-- start SUPPLIED DATA --
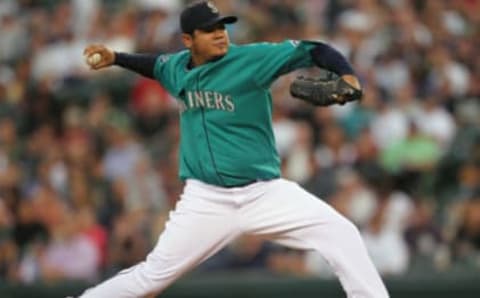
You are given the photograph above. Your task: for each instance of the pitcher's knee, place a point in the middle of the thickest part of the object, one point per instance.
(346, 228)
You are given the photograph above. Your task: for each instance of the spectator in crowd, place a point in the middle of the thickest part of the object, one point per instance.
(105, 153)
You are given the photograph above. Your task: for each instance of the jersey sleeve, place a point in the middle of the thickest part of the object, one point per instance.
(164, 72)
(271, 60)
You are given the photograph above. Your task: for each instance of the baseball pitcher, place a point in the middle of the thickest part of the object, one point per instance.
(228, 157)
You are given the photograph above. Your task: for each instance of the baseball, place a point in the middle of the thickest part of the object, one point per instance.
(94, 59)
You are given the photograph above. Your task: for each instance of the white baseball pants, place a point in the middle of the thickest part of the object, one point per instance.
(207, 218)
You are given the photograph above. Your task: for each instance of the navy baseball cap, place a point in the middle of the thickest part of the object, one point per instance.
(201, 15)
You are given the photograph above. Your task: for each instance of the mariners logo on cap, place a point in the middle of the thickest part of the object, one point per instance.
(212, 7)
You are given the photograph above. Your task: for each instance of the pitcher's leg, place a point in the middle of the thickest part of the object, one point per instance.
(194, 232)
(300, 220)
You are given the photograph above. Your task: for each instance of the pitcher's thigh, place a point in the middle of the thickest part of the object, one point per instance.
(191, 235)
(295, 218)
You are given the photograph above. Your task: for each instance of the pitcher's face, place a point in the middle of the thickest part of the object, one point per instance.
(208, 43)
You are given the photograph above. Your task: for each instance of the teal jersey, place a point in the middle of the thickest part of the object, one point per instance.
(226, 135)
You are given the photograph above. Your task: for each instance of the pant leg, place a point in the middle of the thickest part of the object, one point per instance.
(197, 229)
(295, 218)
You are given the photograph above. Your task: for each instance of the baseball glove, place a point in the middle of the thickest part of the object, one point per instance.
(324, 92)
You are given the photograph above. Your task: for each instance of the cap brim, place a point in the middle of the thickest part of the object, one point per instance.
(220, 19)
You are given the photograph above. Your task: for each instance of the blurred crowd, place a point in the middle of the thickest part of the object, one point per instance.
(88, 160)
-- end SUPPLIED DATA --
_REQUEST_
Copy every line above word for word, but leave the picture out of your answer.

_TASK ANSWER_
You are given the photograph above. Your task: for each instance of the pitcher's knee, place a point in the middle of the thickest part of the object, one point per instance.
(346, 228)
You are given the photograph above. Your task: for each instance of the spectator in crowd, place a point in the middle of the thickest part of the object, one point per instance.
(105, 153)
You are given the photograph above. Your task: for each instance of the jersey sleeve, place a point in the middle of the thickest part of the object, one point per instance.
(164, 72)
(271, 60)
You are given the photograph above. Your task: for each instance of the baseball pitcher, place a point in the middle of the thickest part of the object, one point per instance.
(228, 157)
You are given the photograph above. Your task: for each instance of the baseball, place a point in the middle of the thickest part of the object, one point per instance.
(94, 59)
You are given the photograph above. Your task: for each instance of the white baseball pants, place a point in the middle of the thickest part of the object, one point per instance.
(207, 218)
You are given the photograph above. Your task: for each instance of the navy baseball cap, place a point in the middle of the thickest part of the object, one point per instance.
(201, 15)
You are given the photograph above. Your task: for each instance of the mariners logo on cap, place a point in the middle of the thickest part of the object, one point per instance.
(212, 7)
You are given the photograph above. Your task: for each instance of the pitcher's leg, place a point in the middle of the thickest part of the object, one point per instance.
(194, 232)
(300, 220)
You are given the photograph above. Your task: for each instance of the pitcher's thigh, place a point in the middle of the thickest part of the object, one point per instance.
(191, 235)
(295, 218)
You are given the photograph above. Your task: for each instance of the pitcher's face, place a point in the middle of the thickest part of the object, one point per instance.
(208, 43)
You are given the photograph above. Your task: for each instance of the teal jersey, place a point in the middle of the thickest part of the object, one point per instance.
(226, 135)
You are given the photograph above. Your task: for each instance of the pant leg, place a point in the middle of the thickest part of the object, one point per instance.
(197, 229)
(295, 218)
You are given the photograph above. Your task: for each instance of the baseball glove, place a point in the middle of the thickest part of the object, one point per instance.
(324, 92)
You are given the photograph above. Your task: for each instance of the cap brim, place a point in the middle of the thickest part of the object, one point per instance.
(220, 19)
You are given the photograph above. Your task: for each instance of the blurred crowd, place a point in the middle of the thickest part of the object, one point per instance.
(88, 160)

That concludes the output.